> **TASKS FOR THIS EXERCISE**
A – Answer these questions about the essay on Shravan Kumar and family obligation:
(i) What did Dashrath mistake the sound of a pot being immersed in water for?
(ii) How did Shravan Kumar carry his parents on the pilgrimage?
(iii) For how many years has Pratap been carrying the sling?
B – Summarize the essay on Shravan Kumar and family obligation in two sentences.
C – Write the next part of the essay on Shravan Kumar and family obligation, picking up after its final sentence.

Friday, August 5, 2011

MUCH OBLIGED -THE WEAK ARE THE BURDENS THAT THE STRONG HAVE TO BEAR

THE WEAK ARE THE BURDENS THAT THE STRONG HAVE TO BEAR



In the Ramayana, the story goes that in his youth, during a hunt, mistaking the sound of a pot being immersed in water to the sound of a deer quenching its thirst, Dashrath accidentally shot dead a young man called Shravan Kumar. Shravan's aged parents cursed Dashrath that he too would suffer and die due to loss of his son, which explains the exile of Ram.
For most people, Shravan Kumar epitomizes the dutiful son. He was taking his old parents on a pilgrimage, carrying them in two baskets hanging from two ends of a staff slung over his shoulder. The image evokes feelings of love and duty towards parents. But it also evokes feelings of burden - a young man trapped by the sling of duty. Is Shravan Kumar carrying out his duty out of volition or obligation? Is it free will or the burden of fate? Most storytellers insist that Shravan served his parents out of love, in freedom, in complete volition. The audience will reject an alternate narrative. It would be considered blasphemy in India.
Yet obligation plays a key role in family businesses, which accounts for most businesses in India. One is obliged to serve in the family firm. One is obliged to provide opportunities to less fortunate and less talented family members. Obligation is seen as bondage, entrapment, enforced nobility.
Pratap's shoulders are bruised and bleeding because of the sling he has been carrying for the past 12 years. It is the sling with the many baskets where sit his father and his uncles, who first set up the family business. Ideally he would like to sell the old business for a huge profit and enjoy a life of leisure, maybe managing a small business that gives him a lot of free time. But he cannot. He has to work hard to keep the old ship running, employing relatives and old loyal staff, few of whom match his levels of competence. He cannot fire them, he cannot hire professionals at high salaries, he cannot disrupt the workings of the organisation dramatically. It will be a few years before he can shed burden of the elders. So he works with cousins and sisters and brothers-in-law, giving them tasks and dealing with their failures and insecurities and overestimations, forgiving their blunders, and in some cases their lack of ethics. He wants to fight back, but he cannot - he wants to be the good son. He wants to be Shravan Kumar.

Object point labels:

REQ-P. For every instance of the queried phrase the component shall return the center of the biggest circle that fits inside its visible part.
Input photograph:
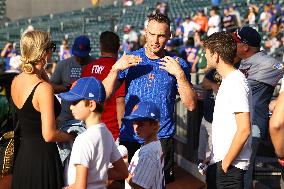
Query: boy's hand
(224, 166)
(126, 61)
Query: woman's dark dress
(37, 164)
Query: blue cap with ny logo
(88, 88)
(144, 111)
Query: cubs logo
(81, 47)
(135, 108)
(73, 84)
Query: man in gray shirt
(67, 72)
(263, 73)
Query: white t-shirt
(94, 149)
(234, 95)
(214, 24)
(147, 166)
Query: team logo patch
(135, 108)
(81, 47)
(73, 84)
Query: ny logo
(97, 69)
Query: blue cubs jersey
(147, 82)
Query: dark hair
(161, 18)
(109, 42)
(99, 106)
(223, 44)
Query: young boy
(94, 149)
(146, 166)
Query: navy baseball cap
(247, 35)
(81, 46)
(144, 111)
(88, 88)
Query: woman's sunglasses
(51, 46)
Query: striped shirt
(147, 82)
(147, 166)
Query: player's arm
(185, 89)
(81, 178)
(111, 83)
(276, 126)
(118, 171)
(120, 109)
(239, 140)
(132, 184)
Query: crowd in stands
(128, 99)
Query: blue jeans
(216, 178)
(254, 148)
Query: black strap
(32, 93)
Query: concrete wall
(17, 9)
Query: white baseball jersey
(147, 167)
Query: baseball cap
(144, 111)
(81, 46)
(88, 88)
(247, 35)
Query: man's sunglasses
(74, 103)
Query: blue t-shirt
(147, 82)
(209, 100)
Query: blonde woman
(37, 164)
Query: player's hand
(224, 166)
(171, 65)
(126, 61)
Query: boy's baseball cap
(144, 111)
(81, 46)
(247, 35)
(88, 88)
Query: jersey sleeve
(86, 71)
(80, 153)
(144, 173)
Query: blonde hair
(33, 47)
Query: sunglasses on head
(51, 46)
(238, 37)
(74, 103)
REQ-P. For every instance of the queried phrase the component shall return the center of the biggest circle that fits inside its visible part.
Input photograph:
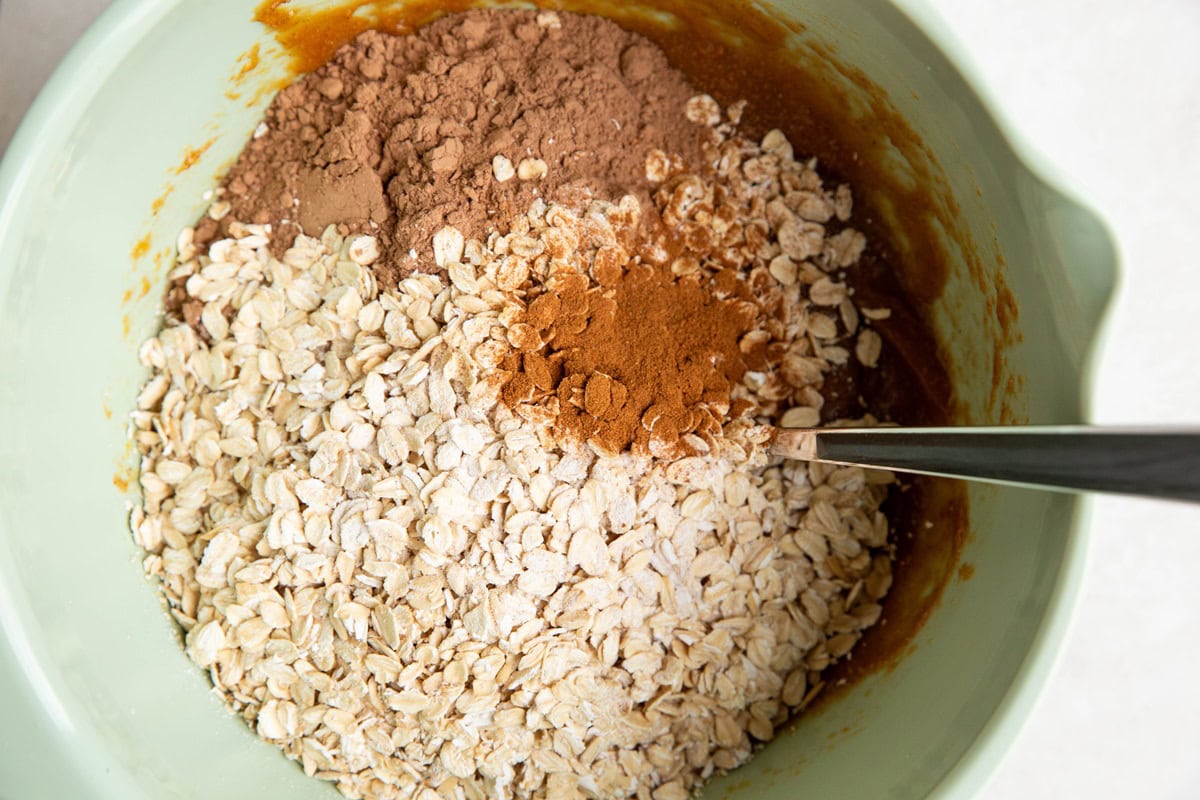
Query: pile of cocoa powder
(399, 136)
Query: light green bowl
(96, 697)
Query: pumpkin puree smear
(454, 447)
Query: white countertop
(1110, 92)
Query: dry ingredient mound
(462, 122)
(453, 467)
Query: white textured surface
(1109, 91)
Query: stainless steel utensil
(1151, 462)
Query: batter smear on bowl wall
(453, 451)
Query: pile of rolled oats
(417, 591)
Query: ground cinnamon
(635, 365)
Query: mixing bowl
(97, 698)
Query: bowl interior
(113, 162)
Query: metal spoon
(1151, 462)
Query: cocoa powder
(396, 136)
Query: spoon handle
(1151, 462)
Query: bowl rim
(88, 65)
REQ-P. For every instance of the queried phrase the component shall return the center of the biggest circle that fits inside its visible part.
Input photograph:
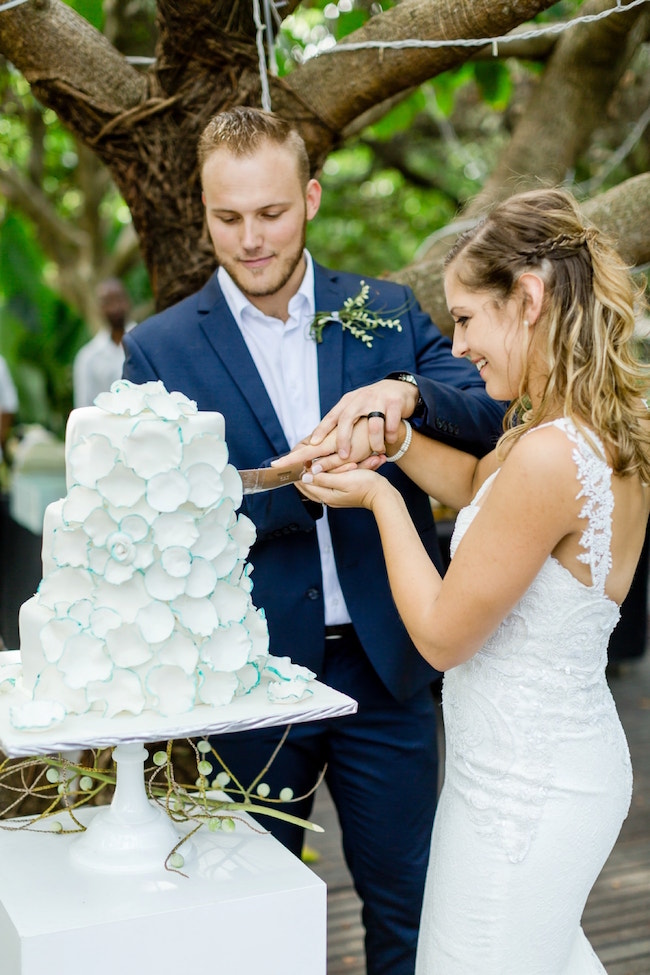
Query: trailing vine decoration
(215, 801)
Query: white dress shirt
(285, 356)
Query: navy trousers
(382, 772)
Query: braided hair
(586, 327)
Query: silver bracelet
(406, 443)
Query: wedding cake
(145, 601)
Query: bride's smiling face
(490, 335)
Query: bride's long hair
(585, 331)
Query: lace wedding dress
(538, 777)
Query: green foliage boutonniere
(355, 318)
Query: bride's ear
(533, 287)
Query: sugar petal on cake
(244, 534)
(279, 691)
(179, 651)
(51, 686)
(156, 622)
(249, 677)
(127, 646)
(218, 689)
(79, 504)
(168, 491)
(232, 485)
(227, 649)
(173, 689)
(224, 513)
(61, 584)
(245, 582)
(103, 620)
(205, 447)
(175, 528)
(84, 659)
(226, 561)
(99, 525)
(81, 611)
(70, 547)
(141, 508)
(54, 635)
(198, 615)
(127, 599)
(33, 715)
(118, 572)
(187, 406)
(9, 676)
(202, 578)
(176, 561)
(90, 459)
(160, 585)
(283, 668)
(126, 397)
(258, 630)
(231, 604)
(97, 558)
(122, 487)
(152, 448)
(135, 526)
(145, 555)
(123, 692)
(169, 407)
(212, 537)
(205, 483)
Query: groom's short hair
(243, 130)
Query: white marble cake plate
(93, 730)
(133, 835)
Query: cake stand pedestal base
(131, 835)
(247, 905)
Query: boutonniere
(354, 318)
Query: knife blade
(260, 479)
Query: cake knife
(268, 478)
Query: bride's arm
(529, 508)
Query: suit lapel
(223, 334)
(328, 297)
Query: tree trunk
(145, 126)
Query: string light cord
(557, 28)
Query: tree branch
(380, 74)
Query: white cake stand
(133, 834)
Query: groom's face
(257, 211)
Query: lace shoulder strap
(595, 477)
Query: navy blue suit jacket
(196, 347)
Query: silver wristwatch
(408, 377)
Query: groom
(242, 346)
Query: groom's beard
(268, 280)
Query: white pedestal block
(247, 906)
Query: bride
(551, 525)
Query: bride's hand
(347, 488)
(325, 452)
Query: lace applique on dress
(595, 476)
(540, 675)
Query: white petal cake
(145, 602)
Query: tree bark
(567, 105)
(145, 126)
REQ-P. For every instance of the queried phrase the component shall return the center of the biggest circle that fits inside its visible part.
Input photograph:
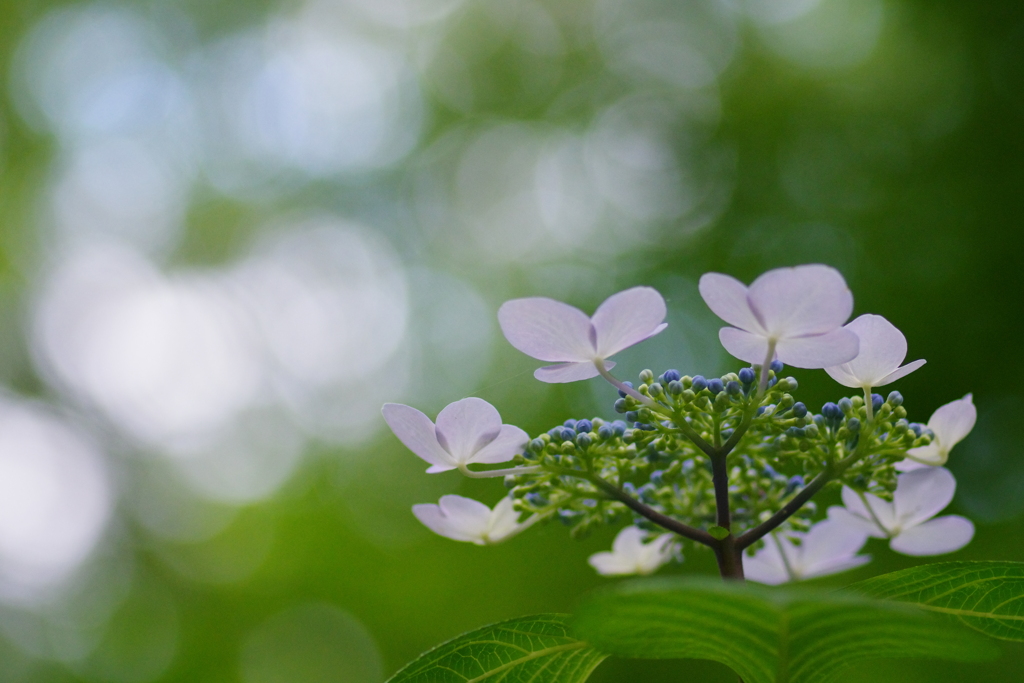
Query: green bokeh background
(903, 168)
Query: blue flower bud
(536, 499)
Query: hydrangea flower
(631, 555)
(556, 332)
(797, 313)
(467, 431)
(949, 424)
(465, 519)
(829, 547)
(883, 348)
(907, 521)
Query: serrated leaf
(529, 649)
(986, 596)
(766, 635)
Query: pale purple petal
(627, 318)
(883, 347)
(900, 372)
(504, 520)
(805, 300)
(930, 455)
(923, 494)
(953, 421)
(466, 426)
(818, 351)
(844, 516)
(942, 535)
(743, 345)
(829, 541)
(569, 372)
(547, 330)
(510, 441)
(767, 566)
(869, 507)
(726, 297)
(417, 431)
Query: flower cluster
(728, 463)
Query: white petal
(743, 345)
(900, 372)
(844, 516)
(928, 455)
(627, 318)
(883, 347)
(828, 542)
(629, 542)
(509, 442)
(953, 421)
(726, 297)
(923, 494)
(466, 426)
(884, 511)
(609, 564)
(569, 372)
(766, 566)
(805, 300)
(504, 520)
(818, 351)
(942, 535)
(417, 431)
(844, 375)
(547, 330)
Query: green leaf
(986, 596)
(766, 635)
(529, 649)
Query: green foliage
(986, 596)
(766, 635)
(538, 649)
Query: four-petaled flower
(883, 348)
(828, 548)
(949, 424)
(556, 332)
(465, 519)
(631, 555)
(468, 431)
(907, 521)
(798, 313)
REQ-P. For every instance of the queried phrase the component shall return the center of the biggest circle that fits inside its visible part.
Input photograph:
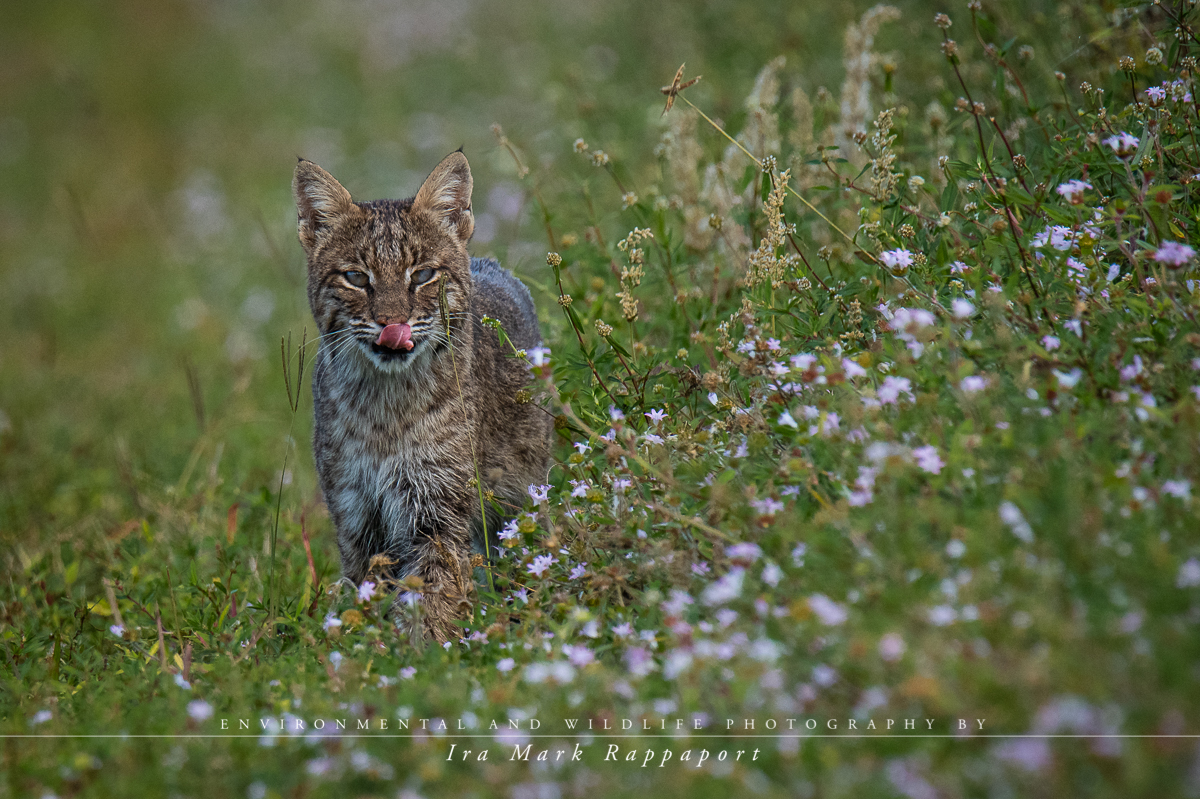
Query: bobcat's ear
(321, 200)
(445, 193)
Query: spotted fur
(399, 433)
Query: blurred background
(148, 254)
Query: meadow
(874, 361)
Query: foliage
(870, 412)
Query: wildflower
(828, 612)
(579, 655)
(1068, 379)
(1177, 488)
(677, 662)
(973, 383)
(928, 458)
(1174, 254)
(1123, 144)
(1073, 190)
(509, 532)
(766, 506)
(892, 647)
(539, 565)
(725, 589)
(639, 661)
(897, 260)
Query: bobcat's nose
(396, 337)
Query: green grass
(1037, 568)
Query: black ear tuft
(321, 200)
(445, 193)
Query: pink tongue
(396, 337)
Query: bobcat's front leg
(441, 558)
(444, 568)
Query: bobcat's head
(385, 276)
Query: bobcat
(413, 396)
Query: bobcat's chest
(389, 456)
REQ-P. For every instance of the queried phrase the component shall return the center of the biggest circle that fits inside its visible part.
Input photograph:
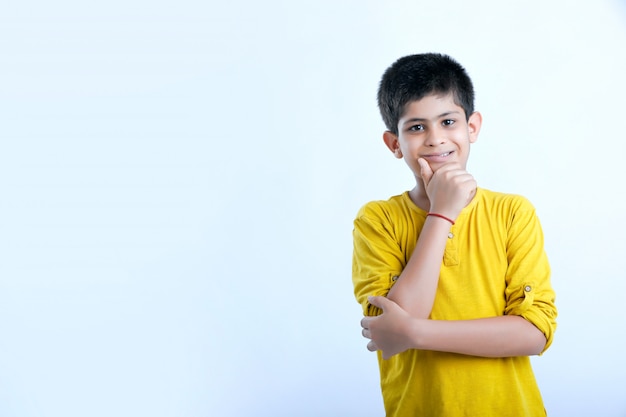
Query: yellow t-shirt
(494, 264)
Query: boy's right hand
(449, 189)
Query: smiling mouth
(440, 155)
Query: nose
(435, 137)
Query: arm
(526, 328)
(396, 330)
(449, 190)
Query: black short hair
(413, 77)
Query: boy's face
(436, 129)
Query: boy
(453, 279)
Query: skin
(434, 139)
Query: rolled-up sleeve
(529, 292)
(377, 258)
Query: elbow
(536, 342)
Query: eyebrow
(419, 119)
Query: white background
(178, 182)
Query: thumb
(426, 171)
(379, 301)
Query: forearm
(502, 336)
(415, 289)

> **FINAL ANSWERS**
A –
(i) The sound of a deer quenching its thirst.
(ii) In two baskets hanging from two ends of a staff slung over his shoulder.
(iii) 12 years.

B – The essay recalls how Dashrath accidentally killed Shravan Kumar, the dutiful son who carried his aged parents on a pilgrimage, and asks whether his service came from volition or obligation. It says obligation plays a key role in Indian family businesses, as with Pratap, who keeps his father and uncles' business running with less competent relatives because he wants to be the good son.

C –
To shed the burden of baskets is not easy. The social price will be too high. The world will look at him as a traitor and a selfish lout who abandoned family. He cannot deal with that rejection, not yet at least. So he carries on, making sure everyone knows how much he has sacrificed for them, demanding their respect and deference in return.
Modern management speaks of systems and processes and family constitutions to manage family issues. It looks at life and relationship in contractual terms. But there is no contract between Pratap and his family. It is an unspoken commitment that has cemented family businesses over generations, ensured that the weak are protected by the strong. The weak are the burdens that the strong have to bear. This slows down the pack, but it ensures that when the strong become weak, there is always a security blanket.
Pratap knows that when he is down and out, this very same family that he considers a burden today will take care of him and so he hesitates to shed the sling. Shravan-Kumar is taking care of his parents as his parents took care of their parents and thus providing a model for his children, in the hope they will comply and accept their burden of obligations.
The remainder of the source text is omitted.